* start Supplied records *

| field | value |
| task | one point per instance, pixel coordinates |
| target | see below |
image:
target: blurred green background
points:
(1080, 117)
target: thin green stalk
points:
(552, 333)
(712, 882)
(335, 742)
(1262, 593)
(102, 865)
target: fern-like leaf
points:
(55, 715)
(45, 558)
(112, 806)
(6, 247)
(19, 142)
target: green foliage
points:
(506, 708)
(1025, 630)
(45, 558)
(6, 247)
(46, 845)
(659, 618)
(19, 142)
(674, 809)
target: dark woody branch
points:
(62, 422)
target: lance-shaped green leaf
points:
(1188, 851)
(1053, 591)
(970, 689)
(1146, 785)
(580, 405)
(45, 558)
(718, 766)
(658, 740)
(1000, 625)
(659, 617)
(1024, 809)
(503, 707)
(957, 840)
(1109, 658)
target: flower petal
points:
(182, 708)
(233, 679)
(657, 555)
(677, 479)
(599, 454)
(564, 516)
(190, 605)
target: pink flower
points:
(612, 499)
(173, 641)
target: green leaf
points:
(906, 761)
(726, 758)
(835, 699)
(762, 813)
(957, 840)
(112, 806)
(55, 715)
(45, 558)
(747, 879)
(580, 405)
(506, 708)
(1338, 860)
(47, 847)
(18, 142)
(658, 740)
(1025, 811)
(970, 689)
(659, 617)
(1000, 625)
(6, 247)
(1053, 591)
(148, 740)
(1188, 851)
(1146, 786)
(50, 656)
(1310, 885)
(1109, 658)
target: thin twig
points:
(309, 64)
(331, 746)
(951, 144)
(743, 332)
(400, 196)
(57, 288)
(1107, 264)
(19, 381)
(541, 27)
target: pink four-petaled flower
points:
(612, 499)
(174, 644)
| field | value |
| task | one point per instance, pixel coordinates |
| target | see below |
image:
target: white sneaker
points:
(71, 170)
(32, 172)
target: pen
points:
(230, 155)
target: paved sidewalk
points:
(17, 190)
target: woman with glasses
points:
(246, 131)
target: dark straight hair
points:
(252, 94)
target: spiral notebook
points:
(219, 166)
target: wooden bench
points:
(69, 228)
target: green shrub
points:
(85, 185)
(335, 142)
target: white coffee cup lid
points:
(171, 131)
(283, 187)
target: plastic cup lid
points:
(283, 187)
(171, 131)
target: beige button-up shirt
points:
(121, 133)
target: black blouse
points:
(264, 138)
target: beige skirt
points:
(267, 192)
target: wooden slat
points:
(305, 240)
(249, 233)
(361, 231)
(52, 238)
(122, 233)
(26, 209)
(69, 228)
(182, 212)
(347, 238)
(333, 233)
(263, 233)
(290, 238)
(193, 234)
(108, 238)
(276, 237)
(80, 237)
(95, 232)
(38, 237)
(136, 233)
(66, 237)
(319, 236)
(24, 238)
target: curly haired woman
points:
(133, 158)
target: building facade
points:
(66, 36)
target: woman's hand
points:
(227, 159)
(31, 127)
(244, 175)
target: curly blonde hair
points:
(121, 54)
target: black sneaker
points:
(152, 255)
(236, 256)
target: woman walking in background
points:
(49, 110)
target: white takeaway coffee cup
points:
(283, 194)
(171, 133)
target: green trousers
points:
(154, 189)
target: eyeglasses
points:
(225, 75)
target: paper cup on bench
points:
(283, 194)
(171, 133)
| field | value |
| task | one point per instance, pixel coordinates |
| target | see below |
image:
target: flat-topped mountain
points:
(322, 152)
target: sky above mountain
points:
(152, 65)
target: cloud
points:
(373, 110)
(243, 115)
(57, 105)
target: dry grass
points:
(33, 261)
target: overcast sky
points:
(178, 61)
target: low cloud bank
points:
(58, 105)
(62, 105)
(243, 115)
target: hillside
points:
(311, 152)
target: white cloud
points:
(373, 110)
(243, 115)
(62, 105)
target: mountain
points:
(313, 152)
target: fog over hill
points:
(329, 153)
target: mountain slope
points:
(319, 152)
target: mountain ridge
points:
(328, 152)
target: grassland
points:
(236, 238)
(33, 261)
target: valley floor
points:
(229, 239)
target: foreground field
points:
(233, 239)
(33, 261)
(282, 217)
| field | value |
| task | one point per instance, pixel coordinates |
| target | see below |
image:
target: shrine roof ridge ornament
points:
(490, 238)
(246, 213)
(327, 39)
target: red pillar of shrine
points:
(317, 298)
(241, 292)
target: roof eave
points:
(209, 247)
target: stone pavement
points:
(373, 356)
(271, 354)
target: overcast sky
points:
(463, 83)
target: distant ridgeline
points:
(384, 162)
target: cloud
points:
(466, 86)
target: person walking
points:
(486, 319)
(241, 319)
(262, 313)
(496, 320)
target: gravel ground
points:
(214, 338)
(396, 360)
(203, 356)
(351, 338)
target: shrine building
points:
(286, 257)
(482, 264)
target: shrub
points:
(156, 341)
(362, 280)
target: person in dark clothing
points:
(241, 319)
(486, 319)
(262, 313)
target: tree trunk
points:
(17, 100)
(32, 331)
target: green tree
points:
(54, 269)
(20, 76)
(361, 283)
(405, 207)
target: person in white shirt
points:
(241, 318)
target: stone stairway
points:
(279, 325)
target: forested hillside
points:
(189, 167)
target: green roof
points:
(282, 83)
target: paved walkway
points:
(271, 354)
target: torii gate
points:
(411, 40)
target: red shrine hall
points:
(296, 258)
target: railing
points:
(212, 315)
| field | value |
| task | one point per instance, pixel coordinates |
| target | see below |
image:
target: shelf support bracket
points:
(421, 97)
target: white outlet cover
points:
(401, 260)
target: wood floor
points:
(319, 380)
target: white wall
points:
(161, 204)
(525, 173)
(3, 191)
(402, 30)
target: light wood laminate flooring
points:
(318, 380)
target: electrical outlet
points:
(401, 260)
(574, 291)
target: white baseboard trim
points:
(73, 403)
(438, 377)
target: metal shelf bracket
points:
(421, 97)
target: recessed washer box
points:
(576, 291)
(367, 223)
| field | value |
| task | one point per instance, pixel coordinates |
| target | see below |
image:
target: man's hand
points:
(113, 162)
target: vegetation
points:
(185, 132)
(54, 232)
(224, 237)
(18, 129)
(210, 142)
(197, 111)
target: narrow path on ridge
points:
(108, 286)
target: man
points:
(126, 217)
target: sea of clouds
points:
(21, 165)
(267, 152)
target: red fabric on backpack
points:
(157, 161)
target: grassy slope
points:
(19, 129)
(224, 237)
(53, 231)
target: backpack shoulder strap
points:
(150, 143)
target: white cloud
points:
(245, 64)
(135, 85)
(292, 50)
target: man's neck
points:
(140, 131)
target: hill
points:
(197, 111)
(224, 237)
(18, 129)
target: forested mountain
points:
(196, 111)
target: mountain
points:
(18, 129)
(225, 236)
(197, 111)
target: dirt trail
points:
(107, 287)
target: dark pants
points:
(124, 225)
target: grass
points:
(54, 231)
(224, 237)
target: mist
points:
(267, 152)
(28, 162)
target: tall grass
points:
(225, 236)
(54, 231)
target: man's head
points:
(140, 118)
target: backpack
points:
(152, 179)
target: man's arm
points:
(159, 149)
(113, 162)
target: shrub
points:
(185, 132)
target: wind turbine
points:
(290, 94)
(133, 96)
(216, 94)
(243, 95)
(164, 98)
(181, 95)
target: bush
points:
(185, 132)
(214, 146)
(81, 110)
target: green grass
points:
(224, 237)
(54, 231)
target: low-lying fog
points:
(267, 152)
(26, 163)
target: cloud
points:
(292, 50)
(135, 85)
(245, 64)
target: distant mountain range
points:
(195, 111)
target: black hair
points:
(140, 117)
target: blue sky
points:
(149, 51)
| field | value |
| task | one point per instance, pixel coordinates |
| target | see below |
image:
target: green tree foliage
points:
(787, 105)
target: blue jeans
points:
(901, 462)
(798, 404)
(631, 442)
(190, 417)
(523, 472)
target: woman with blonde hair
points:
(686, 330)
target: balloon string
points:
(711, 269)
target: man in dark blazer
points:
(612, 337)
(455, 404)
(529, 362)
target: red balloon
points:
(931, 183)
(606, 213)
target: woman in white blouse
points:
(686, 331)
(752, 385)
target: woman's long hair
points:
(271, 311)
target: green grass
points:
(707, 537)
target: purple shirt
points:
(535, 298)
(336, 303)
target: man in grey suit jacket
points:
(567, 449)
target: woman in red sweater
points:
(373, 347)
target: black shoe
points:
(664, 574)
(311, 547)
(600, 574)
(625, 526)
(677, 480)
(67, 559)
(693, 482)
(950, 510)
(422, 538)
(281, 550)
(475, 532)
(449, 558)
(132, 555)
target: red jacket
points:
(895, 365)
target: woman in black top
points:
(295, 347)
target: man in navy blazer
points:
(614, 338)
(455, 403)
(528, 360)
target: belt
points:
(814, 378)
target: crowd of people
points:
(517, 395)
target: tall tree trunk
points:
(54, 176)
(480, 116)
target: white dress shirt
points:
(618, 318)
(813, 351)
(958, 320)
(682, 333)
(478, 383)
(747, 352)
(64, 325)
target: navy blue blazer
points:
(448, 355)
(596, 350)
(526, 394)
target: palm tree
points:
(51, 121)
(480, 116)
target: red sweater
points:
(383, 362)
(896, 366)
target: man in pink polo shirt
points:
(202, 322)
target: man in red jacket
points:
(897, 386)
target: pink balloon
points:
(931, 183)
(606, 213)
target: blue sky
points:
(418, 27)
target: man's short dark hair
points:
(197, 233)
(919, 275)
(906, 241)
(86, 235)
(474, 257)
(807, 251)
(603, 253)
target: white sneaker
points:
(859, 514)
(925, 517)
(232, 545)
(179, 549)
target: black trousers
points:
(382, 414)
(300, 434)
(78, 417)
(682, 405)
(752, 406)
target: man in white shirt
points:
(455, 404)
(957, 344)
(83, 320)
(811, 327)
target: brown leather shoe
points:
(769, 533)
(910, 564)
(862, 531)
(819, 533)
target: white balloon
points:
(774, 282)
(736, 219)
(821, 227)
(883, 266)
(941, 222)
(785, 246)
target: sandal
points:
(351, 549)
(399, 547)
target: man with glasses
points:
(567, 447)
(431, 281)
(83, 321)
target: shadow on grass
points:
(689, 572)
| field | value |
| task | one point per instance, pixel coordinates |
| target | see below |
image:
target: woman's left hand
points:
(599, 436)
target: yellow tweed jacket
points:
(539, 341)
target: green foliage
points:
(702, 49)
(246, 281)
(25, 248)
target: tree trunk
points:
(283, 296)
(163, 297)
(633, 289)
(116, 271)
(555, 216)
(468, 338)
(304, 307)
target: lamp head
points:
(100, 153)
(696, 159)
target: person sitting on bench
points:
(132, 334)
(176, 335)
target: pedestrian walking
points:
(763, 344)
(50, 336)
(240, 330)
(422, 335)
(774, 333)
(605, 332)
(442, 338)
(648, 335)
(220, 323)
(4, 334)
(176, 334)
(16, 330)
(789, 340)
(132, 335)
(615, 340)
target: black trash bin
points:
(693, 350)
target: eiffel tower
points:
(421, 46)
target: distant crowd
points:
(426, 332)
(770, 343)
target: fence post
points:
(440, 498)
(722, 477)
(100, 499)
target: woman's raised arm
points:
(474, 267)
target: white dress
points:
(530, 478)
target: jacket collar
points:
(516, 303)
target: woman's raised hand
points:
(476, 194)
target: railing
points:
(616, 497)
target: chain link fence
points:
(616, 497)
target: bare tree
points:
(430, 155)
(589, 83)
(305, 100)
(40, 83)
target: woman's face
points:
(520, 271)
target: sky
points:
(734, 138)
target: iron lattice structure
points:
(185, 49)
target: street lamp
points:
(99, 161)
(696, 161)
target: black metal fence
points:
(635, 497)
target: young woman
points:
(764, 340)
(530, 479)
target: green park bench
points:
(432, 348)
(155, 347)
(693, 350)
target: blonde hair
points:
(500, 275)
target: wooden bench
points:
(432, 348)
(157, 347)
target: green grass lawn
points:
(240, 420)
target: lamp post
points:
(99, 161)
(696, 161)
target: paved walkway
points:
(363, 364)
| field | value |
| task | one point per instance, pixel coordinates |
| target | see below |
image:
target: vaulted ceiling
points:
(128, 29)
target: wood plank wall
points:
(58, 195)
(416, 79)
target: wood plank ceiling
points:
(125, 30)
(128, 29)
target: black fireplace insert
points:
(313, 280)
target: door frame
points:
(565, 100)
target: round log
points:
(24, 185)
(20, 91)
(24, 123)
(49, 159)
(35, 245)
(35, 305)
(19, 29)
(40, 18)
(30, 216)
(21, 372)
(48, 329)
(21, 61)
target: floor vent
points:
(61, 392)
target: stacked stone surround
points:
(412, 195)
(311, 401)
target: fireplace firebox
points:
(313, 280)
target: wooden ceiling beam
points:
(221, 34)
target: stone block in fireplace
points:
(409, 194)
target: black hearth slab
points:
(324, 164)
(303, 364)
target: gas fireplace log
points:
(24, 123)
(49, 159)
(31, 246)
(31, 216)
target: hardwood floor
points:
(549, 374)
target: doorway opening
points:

* end Supplied records *

Retype exactly, please, each line from the line that contains "target: wood plank wall" through the last line of the entries above, with nothing added.

Response -
target: wood plank wall
points:
(58, 195)
(416, 79)
target: wood plank ceiling
points:
(125, 30)
(128, 29)
target: black fireplace insert
points:
(313, 280)
target: door frame
points:
(565, 100)
target: round log
points:
(24, 185)
(20, 91)
(24, 123)
(49, 159)
(35, 245)
(35, 305)
(19, 29)
(40, 18)
(30, 216)
(21, 372)
(48, 329)
(21, 61)
target: floor vent
points:
(61, 392)
target: stacked stone surround
points:
(412, 195)
(311, 401)
target: fireplace firebox
points:
(313, 280)
target: wooden ceiling beam
points:
(221, 34)
target: stone block in fireplace
points:
(409, 194)
target: black hearth slab
points:
(324, 164)
(303, 364)
target: gas fireplace log
points:
(24, 123)
(49, 159)
(31, 246)
(31, 216)
target: hardwood floor
points:
(549, 374)
target: doorway opening
points:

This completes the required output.